═════ Source excerpt

Linear Algebra - Jordan form basis

oferon

Hi all,
I'm having trouble finding jordan basis for matrix A, e.g. the P matrix of: [itex]J=P^{-1}AP[/itex]
Given [itex]A = \begin{pmatrix} 4 & 1 & 1 & 1 \\ -1 & 2 & -1 & -1 \\ 6 & 1 & -1 & 1 \\ -6 & -1 & 4 & 2 \end{pmatrix}[/itex]

I found Jordan form to be: [itex]J = \begin{pmatrix} -2 & & & \\ & 3 & 1 & \\ & & 3 & \\ & & & 3 \end{pmatrix}[/itex]

Now wer'e looking for [itex]v_1, v_2, v_3, v_4[/itex] such that:

[itex] Av_1 = -2v_1 → (A+2I)v_1=0[/itex]
[itex]Av_2 = 3v_2 → (A-3I)v_2=0[/itex]
[itex]Av_3 = v_2+3v_3 → (A-3I)v_3=v_2[/itex]
[itex]Av_4 = 3v_4 → (A-3I)v_4=0 [/itex]

So now I find: [itex]v_1 = \begin{pmatrix} 0 \\ 0 \\ 1 \\ -1 \end{pmatrix} \hspace{10mm} v_2,v_4 = \begin{pmatrix} 1 \\ 0 \\ 1 \\ -2 \end{pmatrix},\begin{pmatrix} 0 \\ 1 \\ 0 \\ -1 \end{pmatrix}[/itex]

Now I try to solve [itex] (A-3I)v_3=v_2[/itex] for each of the possible v2's I just found above, but there's no solution for any of em'...

══════════

* **Work to complete**
Carry on the Jordan basis thread above, starting right after its last sentence.

═════ Data block

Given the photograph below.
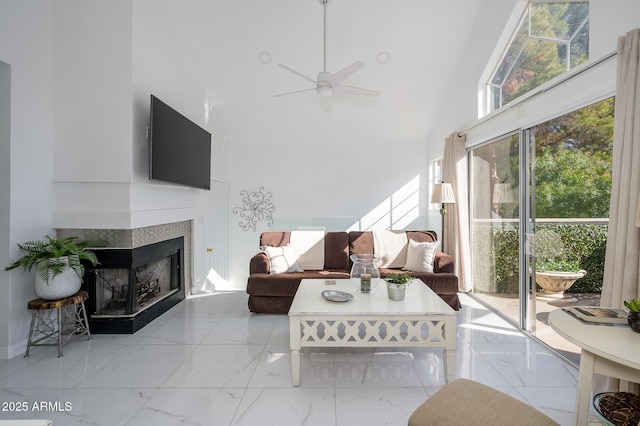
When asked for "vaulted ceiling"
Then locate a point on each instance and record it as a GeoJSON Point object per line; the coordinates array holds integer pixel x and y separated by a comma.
{"type": "Point", "coordinates": [411, 50]}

══════════

* **Output of the task**
[itex]A = \begin{pmatrix} 1 & 1 & 1 & 1 \\ -1 & -1 & -1 & -1 \\ 6 & 1 & -4 & 1 \\ -6 & -1 & 4 & -1 \end{pmatrix}\begin{pmatrix} x \\ y \\ z \\ w \end{pmatrix}=\begin{pmatrix} 1 \\ 0 \\ 1 \\ -2 \end{pmatrix}\hspace{5mm} OR \hspace{5mm} A = \begin{pmatrix} 1 & 1 & 1 & 1 \\ -1 & -1 & -1 & -1 \\ 6 & 1 & -4 & 1 \\ -6 & -1 & 4 & -1 \end{pmatrix}\begin{pmatrix} x \\ y \\ z \\ w \end{pmatrix}=\begin{pmatrix} 0 \\ 1 \\ 0 \\ -1 \end{pmatrix}[/itex]


Where am I going wrong? Thanks in advance!

I like Serena

Hi oferon!

Did you consider that the proper v₂ could be a linear combination of your current v₂ and v₄?
What if you try ##\lambda v_2 + \mu v_4## to find v₃?

oferon

If it was a linear combination of other vectors then V1-4 would not be a basis.. Am I wrong?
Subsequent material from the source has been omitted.